**PROVIDED TEXT**
────────────────

This chalks one up for the I was right even when I was wrong category.
In my Stock Shaming - It's Bad to be the King post I opined on succumbing to my irrational contrarian view to Jim Cramer's condescension on the morning of the King Digital Entertainment IPO (KING). But then it was brought to my attention that two weeks prior Jim Cramer had wholly endorsed the IPO and encouraged his "Cramericans" to get a piece of the IPO if they could. On his show on 3/14 Cramer with his sleeves rolled up was enthusiastically recommending the King Digital IPO as long as it didn't price "way above" the high-end of the anticipated range ($24).
Cut to the morning of the IPO where he is on CNBC's market coverage in his business suit. Outside the gated walls of Cramerica and in front of real business people he tempers his position.
"There's a bull case and a bear case, but it is certainly not $ZNGA" - @jimcramer, on $KING @CNBC
— Carl Quintanilla (@carlquintanilla) March 26, 2014
And then as the numbers start to roll in and prove him undeniably on the wrong side of the trade he starts to walk back his original position.
'@jimcramer likes $KING at the IPO price, but adds: "Ppl will say [the IPO boom] had to end .. and it ended with King Digital'". @CNBC
— Carl Quintanilla (@carlquintanilla) March 26, 2014
By the end of the day ending with language sounding like he had called it all along. Oh and he's too good for the Candy Crush festivities.

────────────────

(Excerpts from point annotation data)
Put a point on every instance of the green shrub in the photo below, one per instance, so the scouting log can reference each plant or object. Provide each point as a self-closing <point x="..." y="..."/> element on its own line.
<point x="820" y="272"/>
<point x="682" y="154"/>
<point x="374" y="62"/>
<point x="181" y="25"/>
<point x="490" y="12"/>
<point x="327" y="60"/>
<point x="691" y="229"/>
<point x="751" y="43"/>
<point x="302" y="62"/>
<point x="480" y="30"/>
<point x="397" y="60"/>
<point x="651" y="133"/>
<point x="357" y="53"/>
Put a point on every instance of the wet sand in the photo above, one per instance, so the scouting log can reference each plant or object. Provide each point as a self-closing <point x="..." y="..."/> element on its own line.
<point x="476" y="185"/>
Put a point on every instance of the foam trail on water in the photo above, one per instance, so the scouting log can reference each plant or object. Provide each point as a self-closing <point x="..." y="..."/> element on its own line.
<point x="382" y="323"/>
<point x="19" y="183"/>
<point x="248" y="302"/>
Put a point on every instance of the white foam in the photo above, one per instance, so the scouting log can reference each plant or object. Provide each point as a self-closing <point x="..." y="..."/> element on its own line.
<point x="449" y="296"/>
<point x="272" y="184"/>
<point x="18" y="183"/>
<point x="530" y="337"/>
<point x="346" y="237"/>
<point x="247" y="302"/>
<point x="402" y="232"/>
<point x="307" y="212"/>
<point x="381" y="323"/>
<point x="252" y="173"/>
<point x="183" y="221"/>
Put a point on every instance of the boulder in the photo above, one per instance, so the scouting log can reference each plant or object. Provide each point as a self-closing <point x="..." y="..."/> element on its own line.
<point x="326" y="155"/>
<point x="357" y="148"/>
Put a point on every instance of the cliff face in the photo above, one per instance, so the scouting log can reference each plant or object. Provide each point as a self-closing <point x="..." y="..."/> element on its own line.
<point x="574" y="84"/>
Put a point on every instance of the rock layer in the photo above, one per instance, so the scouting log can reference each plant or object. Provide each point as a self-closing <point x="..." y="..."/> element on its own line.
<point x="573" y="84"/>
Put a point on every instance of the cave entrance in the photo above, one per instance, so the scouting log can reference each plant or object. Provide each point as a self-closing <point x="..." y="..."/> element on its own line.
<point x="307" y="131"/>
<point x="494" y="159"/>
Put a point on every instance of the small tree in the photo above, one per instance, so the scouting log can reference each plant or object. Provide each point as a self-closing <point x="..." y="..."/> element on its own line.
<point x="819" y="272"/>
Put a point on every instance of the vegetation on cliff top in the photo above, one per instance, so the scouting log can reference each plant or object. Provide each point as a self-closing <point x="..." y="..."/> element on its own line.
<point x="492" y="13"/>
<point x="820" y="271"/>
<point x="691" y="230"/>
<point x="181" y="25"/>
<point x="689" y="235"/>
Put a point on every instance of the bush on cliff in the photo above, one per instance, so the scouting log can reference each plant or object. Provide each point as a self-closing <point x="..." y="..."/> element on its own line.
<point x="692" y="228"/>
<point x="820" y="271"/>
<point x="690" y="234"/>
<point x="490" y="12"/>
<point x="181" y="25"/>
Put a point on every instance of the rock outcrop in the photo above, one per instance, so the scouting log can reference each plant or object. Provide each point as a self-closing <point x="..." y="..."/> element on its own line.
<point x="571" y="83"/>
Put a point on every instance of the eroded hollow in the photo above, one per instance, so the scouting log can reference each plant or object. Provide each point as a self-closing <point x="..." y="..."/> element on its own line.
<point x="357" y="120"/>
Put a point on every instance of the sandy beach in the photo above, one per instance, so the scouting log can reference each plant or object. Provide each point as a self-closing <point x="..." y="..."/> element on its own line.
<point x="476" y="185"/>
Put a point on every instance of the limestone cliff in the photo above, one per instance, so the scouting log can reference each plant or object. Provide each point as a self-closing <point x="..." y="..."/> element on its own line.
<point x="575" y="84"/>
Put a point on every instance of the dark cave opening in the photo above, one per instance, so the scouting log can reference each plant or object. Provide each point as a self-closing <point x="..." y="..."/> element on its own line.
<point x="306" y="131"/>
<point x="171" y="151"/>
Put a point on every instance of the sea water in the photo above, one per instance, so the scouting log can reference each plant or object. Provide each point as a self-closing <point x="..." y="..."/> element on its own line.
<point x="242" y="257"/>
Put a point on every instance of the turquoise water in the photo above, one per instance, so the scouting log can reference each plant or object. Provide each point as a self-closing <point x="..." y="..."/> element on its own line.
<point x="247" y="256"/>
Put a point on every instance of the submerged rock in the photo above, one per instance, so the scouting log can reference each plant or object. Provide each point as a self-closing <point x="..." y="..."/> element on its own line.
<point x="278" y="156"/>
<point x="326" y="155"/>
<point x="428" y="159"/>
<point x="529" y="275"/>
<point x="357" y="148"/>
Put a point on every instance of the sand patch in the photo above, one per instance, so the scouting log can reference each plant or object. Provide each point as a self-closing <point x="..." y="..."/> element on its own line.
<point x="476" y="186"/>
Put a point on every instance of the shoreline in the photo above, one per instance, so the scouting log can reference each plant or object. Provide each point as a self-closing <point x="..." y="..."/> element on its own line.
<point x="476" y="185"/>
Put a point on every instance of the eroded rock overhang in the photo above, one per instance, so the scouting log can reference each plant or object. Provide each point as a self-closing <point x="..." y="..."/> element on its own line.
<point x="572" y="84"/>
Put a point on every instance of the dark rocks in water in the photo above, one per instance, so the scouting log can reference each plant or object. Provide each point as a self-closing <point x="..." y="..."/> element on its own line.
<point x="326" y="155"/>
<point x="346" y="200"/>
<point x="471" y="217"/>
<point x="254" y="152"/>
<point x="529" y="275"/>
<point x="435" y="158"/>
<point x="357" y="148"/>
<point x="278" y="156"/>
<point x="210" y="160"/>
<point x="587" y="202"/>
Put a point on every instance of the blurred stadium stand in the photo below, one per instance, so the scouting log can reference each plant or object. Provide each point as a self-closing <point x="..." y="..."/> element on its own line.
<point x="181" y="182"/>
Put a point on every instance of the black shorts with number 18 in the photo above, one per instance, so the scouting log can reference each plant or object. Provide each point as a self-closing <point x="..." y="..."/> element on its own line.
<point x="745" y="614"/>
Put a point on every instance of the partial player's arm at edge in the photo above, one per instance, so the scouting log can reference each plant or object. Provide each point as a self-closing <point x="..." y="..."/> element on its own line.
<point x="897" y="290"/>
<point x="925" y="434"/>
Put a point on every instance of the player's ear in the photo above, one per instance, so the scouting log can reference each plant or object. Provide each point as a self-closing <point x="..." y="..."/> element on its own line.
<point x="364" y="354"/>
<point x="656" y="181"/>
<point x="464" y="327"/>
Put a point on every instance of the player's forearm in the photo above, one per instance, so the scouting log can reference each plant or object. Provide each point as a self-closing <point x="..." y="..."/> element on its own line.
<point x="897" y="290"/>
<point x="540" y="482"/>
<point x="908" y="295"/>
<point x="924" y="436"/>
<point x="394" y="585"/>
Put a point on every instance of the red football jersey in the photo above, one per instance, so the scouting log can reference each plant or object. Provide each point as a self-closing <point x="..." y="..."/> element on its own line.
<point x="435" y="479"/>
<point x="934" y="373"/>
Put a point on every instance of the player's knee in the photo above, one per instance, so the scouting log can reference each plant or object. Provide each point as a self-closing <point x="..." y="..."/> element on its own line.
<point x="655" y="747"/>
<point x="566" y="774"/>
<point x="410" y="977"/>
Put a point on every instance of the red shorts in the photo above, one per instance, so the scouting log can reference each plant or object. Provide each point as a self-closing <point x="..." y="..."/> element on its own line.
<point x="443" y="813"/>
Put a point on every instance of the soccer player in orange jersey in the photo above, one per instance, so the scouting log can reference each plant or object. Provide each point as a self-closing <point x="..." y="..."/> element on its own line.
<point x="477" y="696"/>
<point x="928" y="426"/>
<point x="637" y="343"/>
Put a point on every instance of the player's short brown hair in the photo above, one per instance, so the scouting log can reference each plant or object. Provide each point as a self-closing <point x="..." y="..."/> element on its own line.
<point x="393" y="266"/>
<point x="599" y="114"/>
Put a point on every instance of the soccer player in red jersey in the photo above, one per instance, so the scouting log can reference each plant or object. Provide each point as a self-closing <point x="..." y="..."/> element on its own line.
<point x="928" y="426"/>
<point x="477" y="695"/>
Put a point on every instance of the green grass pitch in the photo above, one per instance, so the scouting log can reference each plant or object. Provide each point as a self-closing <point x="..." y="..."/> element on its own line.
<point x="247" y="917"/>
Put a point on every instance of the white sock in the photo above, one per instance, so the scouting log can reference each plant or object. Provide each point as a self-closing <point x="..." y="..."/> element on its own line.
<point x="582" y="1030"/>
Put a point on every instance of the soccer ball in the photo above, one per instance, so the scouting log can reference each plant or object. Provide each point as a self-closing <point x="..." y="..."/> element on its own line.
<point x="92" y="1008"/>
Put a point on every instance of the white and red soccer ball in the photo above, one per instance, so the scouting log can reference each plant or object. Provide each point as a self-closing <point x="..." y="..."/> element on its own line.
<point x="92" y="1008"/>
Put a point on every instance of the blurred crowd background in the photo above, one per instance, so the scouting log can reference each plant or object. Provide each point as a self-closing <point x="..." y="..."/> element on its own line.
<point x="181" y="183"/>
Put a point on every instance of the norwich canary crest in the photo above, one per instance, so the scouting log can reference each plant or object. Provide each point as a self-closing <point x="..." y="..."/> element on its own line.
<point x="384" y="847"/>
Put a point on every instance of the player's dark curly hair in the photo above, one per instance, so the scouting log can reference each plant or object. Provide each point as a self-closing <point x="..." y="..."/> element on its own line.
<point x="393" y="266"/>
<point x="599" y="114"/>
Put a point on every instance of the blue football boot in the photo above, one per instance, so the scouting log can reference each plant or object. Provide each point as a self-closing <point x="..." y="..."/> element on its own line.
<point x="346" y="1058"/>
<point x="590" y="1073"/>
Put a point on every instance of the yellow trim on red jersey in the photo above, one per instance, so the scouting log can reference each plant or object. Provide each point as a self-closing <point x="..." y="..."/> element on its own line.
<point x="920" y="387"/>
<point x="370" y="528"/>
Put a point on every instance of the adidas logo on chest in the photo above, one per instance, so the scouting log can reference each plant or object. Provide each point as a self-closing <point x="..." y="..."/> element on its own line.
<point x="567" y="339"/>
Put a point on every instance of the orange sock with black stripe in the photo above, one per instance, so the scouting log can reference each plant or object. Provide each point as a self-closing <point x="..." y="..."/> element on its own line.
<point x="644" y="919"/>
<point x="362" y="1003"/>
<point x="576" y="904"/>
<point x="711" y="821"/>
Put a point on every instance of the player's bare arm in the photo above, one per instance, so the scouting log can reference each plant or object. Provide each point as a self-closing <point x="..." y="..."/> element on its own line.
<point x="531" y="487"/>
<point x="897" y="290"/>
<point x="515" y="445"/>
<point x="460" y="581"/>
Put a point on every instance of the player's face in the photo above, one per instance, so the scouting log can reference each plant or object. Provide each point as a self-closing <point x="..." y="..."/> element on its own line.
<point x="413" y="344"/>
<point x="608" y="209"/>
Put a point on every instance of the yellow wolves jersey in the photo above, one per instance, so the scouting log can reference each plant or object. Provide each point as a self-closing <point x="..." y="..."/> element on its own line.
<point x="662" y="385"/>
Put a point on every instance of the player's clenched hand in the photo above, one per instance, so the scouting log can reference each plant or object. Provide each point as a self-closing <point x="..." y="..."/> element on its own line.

────────────────

**AIM A**
In the post about Jim Cramer and the King Digital IPO, what reason does the writer give for Cramer walking back his original position on the day of the IPO? Answer in one to three sentences.
**AIM B**
Please pick up the post about Jim Cramer and the King Digital IPO after its final sentence and continue it.

**OUTPUT A**
The writer says Cramer began walking back his original position as the numbers started to roll in and proved him undeniably on the wrong side of the trade. Before that, he had already tempered his stance because he was on CNBC in front of real business people rather than speaking to his "Cramericans."

**OUTPUT B**
Those little Candy Crush "animals" are egging me on. They want a beatdown and they may get it. Stay of my zone you beasts
— Jim Cramer (@jimcramer) March 26, 2014
I agree it was a circus; but it's a bit pot-calling-kettle for the man biting foam bears and banging a gong every time he says China during his stock picking show to be so above a cartoony gaming company trying to drum up some atmosphere.And did he do a mea culpa and dissect his "error" on the show to his adoring fans? Did the boo-yiddiots call him out?
Nope.
Hardly a peep is ever uttered about KING again other then to use it as an example of how we may be at a frothy top of the market on a bad market day (or qualified as "in some sectors" on a good market day) which is his new flip-floppy mantra; or if he's railing about investment bankers and how ridiculous it was to allow the King IPO (because he's such a rebel and outsider). Oh really, two weeks ago you were crowing about how sane it was and that the market had learned it's lesson.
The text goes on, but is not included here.